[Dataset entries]
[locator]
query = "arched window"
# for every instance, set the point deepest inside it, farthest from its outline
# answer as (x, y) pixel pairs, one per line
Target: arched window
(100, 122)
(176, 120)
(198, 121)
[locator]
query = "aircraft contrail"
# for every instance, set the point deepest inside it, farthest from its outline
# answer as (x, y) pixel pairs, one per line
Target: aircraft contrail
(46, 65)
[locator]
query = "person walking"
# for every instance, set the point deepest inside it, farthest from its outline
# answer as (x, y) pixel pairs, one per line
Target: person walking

...

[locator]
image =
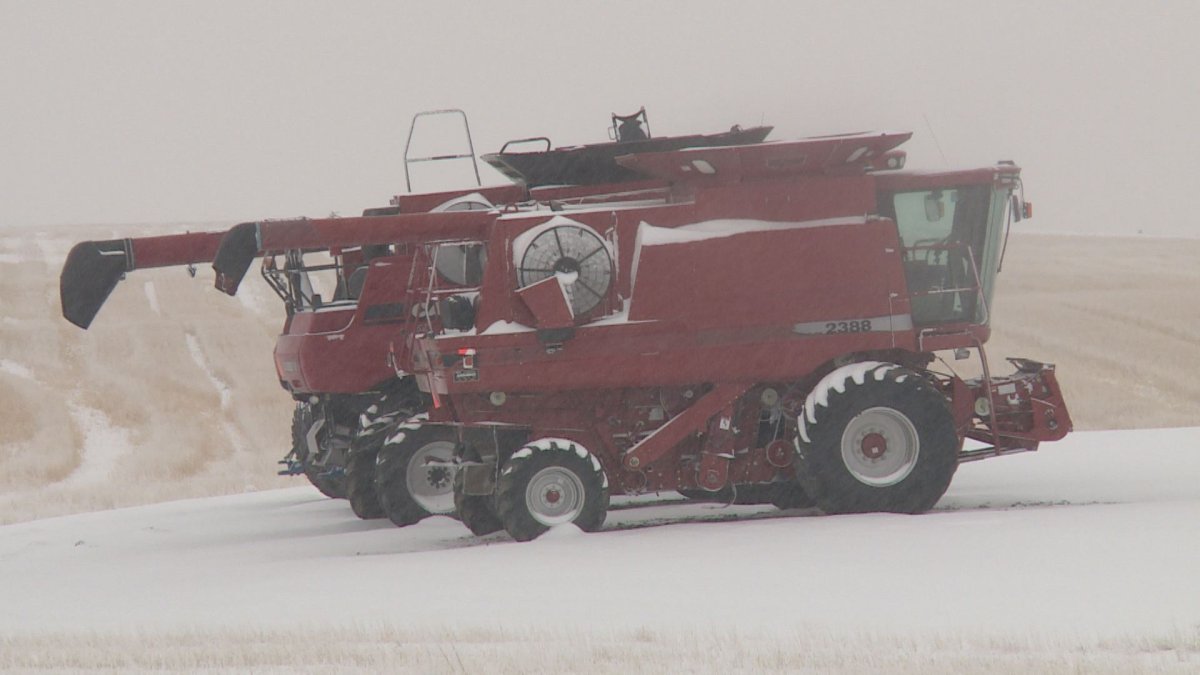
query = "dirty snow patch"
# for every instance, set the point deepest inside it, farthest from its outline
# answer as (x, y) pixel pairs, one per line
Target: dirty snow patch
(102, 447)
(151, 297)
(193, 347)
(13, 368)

* * *

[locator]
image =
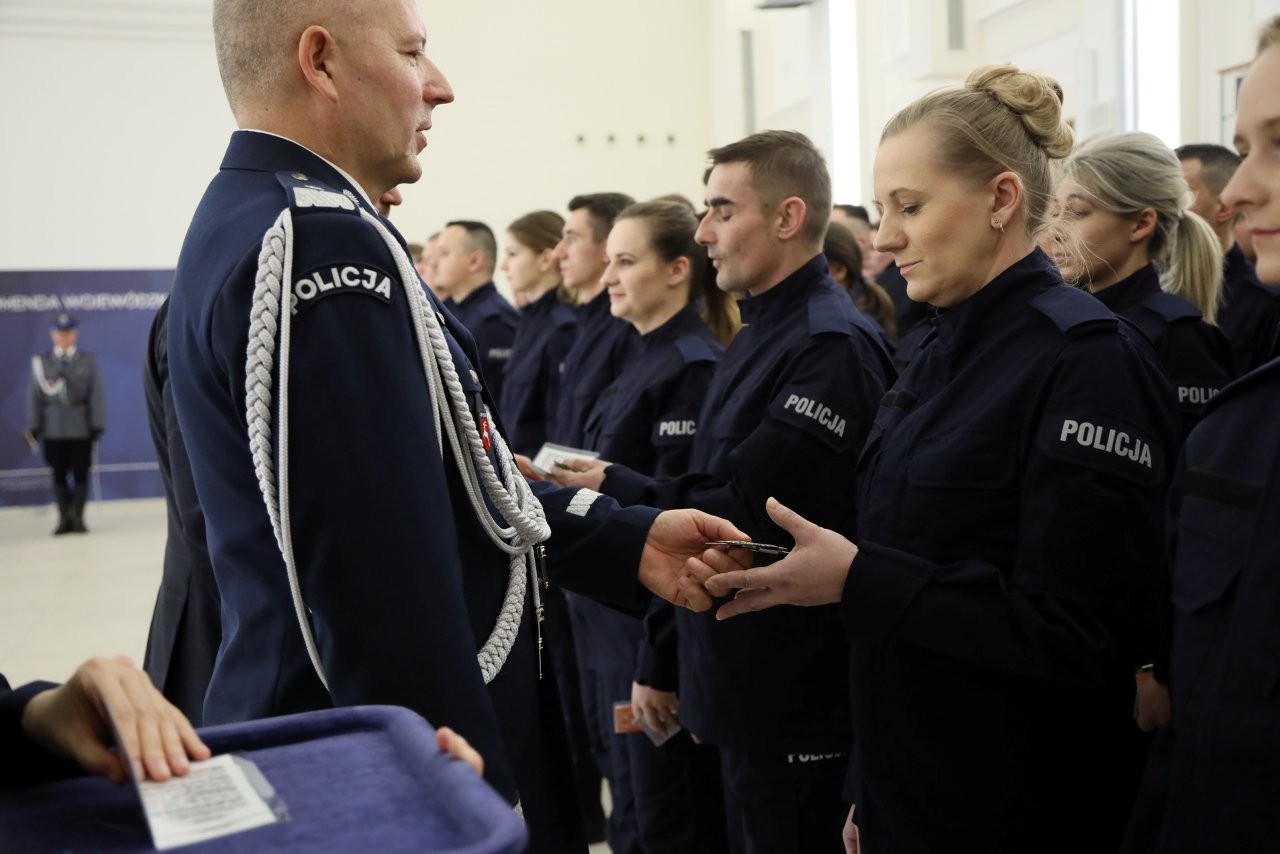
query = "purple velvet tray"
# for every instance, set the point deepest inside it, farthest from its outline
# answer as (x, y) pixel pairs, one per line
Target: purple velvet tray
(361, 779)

● What the task requires: List all lines from the entries that include the word "query".

● Problem solution:
query = "arched window"
query = "aircraft contrail"
query = "person walking"
query = "dirty snow patch"
query = "purple velvet tray"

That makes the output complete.